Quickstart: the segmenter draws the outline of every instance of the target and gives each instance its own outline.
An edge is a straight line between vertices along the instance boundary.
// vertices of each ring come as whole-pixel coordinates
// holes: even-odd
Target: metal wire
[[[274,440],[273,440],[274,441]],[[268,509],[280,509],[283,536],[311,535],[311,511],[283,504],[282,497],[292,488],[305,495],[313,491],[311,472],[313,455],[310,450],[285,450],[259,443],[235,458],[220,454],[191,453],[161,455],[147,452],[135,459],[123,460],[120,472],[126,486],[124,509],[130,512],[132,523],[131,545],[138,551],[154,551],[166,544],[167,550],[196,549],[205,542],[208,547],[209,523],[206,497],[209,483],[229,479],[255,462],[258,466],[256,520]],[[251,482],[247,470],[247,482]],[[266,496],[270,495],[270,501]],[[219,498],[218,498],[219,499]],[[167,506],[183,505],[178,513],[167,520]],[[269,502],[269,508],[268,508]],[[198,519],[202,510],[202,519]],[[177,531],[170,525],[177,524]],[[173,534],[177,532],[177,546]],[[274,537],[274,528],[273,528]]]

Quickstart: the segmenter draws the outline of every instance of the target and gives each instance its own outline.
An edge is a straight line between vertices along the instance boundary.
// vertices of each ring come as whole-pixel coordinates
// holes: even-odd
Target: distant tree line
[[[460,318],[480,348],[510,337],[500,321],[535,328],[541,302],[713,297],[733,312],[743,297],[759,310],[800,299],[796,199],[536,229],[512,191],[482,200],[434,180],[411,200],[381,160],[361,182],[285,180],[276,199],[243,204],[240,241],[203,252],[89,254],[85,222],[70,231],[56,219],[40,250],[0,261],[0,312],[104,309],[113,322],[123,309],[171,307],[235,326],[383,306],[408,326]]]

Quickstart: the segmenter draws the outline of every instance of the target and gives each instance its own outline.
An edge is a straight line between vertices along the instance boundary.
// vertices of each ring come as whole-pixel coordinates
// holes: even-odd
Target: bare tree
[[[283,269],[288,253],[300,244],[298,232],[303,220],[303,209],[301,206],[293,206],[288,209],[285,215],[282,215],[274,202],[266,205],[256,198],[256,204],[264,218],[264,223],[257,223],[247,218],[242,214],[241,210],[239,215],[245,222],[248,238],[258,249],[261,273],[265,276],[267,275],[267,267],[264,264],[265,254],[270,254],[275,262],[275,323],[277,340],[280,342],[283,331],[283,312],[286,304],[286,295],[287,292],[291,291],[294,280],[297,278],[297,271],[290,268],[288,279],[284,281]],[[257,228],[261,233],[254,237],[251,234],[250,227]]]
··········
Goal: How many lines in the records above contain the string "tree"? Case counts. Reply with the number only.

Finished task: 2